(Dataset entries)
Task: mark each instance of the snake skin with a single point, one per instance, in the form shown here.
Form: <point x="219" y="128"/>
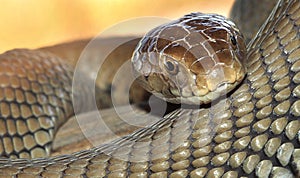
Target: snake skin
<point x="192" y="60"/>
<point x="254" y="132"/>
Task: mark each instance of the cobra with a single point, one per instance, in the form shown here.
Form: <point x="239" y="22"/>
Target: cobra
<point x="253" y="132"/>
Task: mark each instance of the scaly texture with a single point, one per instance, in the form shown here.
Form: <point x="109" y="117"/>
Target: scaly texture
<point x="254" y="132"/>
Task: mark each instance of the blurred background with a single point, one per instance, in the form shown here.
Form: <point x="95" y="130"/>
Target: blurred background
<point x="35" y="23"/>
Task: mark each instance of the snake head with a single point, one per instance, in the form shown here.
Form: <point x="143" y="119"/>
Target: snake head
<point x="192" y="60"/>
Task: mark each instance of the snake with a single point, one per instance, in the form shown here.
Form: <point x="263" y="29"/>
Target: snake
<point x="249" y="129"/>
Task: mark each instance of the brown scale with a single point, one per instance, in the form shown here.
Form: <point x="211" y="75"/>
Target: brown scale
<point x="253" y="133"/>
<point x="209" y="47"/>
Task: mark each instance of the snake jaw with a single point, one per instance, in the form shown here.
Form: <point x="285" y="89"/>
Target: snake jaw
<point x="193" y="60"/>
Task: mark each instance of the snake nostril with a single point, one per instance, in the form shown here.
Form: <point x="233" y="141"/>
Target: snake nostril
<point x="146" y="77"/>
<point x="233" y="40"/>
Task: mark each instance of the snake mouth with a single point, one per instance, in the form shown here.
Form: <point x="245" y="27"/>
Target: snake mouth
<point x="221" y="90"/>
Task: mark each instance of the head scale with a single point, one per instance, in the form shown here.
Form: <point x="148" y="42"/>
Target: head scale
<point x="194" y="59"/>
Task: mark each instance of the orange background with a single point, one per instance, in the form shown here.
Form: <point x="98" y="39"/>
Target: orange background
<point x="35" y="23"/>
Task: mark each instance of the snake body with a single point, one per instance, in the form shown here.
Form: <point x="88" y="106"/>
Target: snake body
<point x="254" y="132"/>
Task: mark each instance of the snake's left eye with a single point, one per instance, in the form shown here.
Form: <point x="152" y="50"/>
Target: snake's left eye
<point x="233" y="40"/>
<point x="171" y="67"/>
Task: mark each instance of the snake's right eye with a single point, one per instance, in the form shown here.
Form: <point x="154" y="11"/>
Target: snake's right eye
<point x="171" y="67"/>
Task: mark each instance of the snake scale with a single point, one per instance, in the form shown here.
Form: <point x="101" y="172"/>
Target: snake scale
<point x="253" y="132"/>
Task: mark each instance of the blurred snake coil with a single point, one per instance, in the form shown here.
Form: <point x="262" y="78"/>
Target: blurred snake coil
<point x="252" y="133"/>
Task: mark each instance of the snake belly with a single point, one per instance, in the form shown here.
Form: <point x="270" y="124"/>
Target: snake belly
<point x="254" y="132"/>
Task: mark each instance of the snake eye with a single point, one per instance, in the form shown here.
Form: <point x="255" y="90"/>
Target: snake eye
<point x="233" y="40"/>
<point x="171" y="67"/>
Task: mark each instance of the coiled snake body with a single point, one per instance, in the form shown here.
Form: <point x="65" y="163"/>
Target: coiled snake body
<point x="254" y="132"/>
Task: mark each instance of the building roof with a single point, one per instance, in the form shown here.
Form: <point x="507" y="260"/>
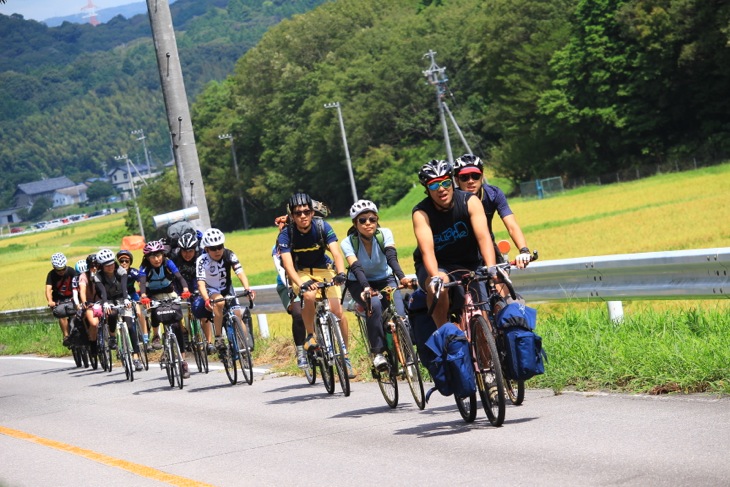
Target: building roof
<point x="45" y="186"/>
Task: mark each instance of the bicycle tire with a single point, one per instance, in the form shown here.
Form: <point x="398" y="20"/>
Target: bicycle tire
<point x="411" y="368"/>
<point x="490" y="381"/>
<point x="244" y="352"/>
<point x="325" y="367"/>
<point x="339" y="351"/>
<point x="310" y="372"/>
<point x="141" y="344"/>
<point x="228" y="363"/>
<point x="176" y="362"/>
<point x="388" y="380"/>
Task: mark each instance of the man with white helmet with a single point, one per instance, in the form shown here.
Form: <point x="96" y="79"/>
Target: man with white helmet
<point x="59" y="290"/>
<point x="213" y="273"/>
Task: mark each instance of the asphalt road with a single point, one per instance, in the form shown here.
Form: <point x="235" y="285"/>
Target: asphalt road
<point x="62" y="426"/>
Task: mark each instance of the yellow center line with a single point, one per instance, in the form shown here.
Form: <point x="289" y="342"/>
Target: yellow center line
<point x="135" y="468"/>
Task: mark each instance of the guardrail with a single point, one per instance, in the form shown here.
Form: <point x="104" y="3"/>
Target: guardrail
<point x="683" y="274"/>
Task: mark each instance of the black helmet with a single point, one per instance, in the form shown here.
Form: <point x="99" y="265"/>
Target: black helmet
<point x="435" y="169"/>
<point x="468" y="160"/>
<point x="127" y="253"/>
<point x="299" y="199"/>
<point x="188" y="241"/>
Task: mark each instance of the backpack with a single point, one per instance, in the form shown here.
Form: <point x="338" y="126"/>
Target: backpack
<point x="447" y="358"/>
<point x="523" y="347"/>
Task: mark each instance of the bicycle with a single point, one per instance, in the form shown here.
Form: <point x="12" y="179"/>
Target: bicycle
<point x="124" y="342"/>
<point x="171" y="359"/>
<point x="239" y="341"/>
<point x="483" y="350"/>
<point x="402" y="360"/>
<point x="331" y="350"/>
<point x="196" y="339"/>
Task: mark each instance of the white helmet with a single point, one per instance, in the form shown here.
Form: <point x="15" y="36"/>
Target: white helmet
<point x="213" y="237"/>
<point x="104" y="257"/>
<point x="58" y="260"/>
<point x="362" y="206"/>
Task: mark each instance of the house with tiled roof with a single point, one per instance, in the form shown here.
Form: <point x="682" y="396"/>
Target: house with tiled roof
<point x="28" y="193"/>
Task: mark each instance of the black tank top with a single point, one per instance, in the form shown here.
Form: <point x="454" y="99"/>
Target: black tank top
<point x="453" y="238"/>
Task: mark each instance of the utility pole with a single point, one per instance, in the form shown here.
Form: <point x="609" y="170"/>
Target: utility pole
<point x="238" y="179"/>
<point x="178" y="111"/>
<point x="124" y="157"/>
<point x="436" y="76"/>
<point x="142" y="137"/>
<point x="347" y="151"/>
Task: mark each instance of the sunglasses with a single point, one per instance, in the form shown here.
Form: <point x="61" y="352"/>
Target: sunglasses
<point x="363" y="220"/>
<point x="474" y="176"/>
<point x="444" y="183"/>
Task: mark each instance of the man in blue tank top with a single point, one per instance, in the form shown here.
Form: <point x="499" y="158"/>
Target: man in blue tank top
<point x="451" y="232"/>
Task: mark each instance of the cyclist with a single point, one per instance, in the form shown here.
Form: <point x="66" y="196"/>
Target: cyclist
<point x="156" y="275"/>
<point x="185" y="257"/>
<point x="302" y="247"/>
<point x="469" y="176"/>
<point x="213" y="274"/>
<point x="85" y="298"/>
<point x="59" y="288"/>
<point x="289" y="300"/>
<point x="111" y="287"/>
<point x="125" y="259"/>
<point x="370" y="252"/>
<point x="451" y="232"/>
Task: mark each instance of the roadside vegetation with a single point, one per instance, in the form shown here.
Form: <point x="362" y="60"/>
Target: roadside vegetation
<point x="662" y="346"/>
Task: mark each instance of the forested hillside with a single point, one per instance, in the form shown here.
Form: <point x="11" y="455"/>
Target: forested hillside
<point x="70" y="95"/>
<point x="542" y="88"/>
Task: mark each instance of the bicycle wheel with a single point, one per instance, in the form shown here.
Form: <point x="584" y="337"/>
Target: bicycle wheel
<point x="311" y="371"/>
<point x="490" y="382"/>
<point x="176" y="361"/>
<point x="325" y="366"/>
<point x="339" y="350"/>
<point x="388" y="380"/>
<point x="244" y="352"/>
<point x="142" y="346"/>
<point x="228" y="363"/>
<point x="76" y="351"/>
<point x="410" y="364"/>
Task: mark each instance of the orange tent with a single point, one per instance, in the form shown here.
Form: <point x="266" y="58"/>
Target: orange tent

» TASK:
Give back the lines above exactly, from the one with "Task: mark each instance of the cyclist" through the last line.

» EXPECTED ANSWER:
Task: mark each instance of the cyclist with a single point, one per instance, in the form shown here.
Form: <point x="66" y="196"/>
Target: cyclist
<point x="156" y="275"/>
<point x="185" y="257"/>
<point x="302" y="247"/>
<point x="469" y="176"/>
<point x="213" y="274"/>
<point x="85" y="298"/>
<point x="59" y="288"/>
<point x="289" y="300"/>
<point x="111" y="287"/>
<point x="125" y="259"/>
<point x="370" y="252"/>
<point x="451" y="232"/>
Task: mark each instance of the roadside vegetation with a single point, one per instance, in the form shown here.
Form: <point x="362" y="60"/>
Target: roadside vegetation
<point x="662" y="346"/>
Task: mark each instance of the forested hillside with a single point, one per instance, in the form shown here.
Form: <point x="11" y="455"/>
Target: forested hillside
<point x="70" y="95"/>
<point x="542" y="88"/>
Task: mark each instance of the bicycle wheel with a single point, one per instance, in the form shown here.
Form: <point x="584" y="337"/>
Target: bicycle wheel
<point x="311" y="371"/>
<point x="490" y="382"/>
<point x="176" y="361"/>
<point x="325" y="366"/>
<point x="339" y="350"/>
<point x="388" y="380"/>
<point x="244" y="352"/>
<point x="142" y="346"/>
<point x="228" y="363"/>
<point x="76" y="351"/>
<point x="410" y="364"/>
Task: mark each instance of the orange tent with a single point, one per instance, in the form shown here.
Form: <point x="266" y="58"/>
Target: orange tent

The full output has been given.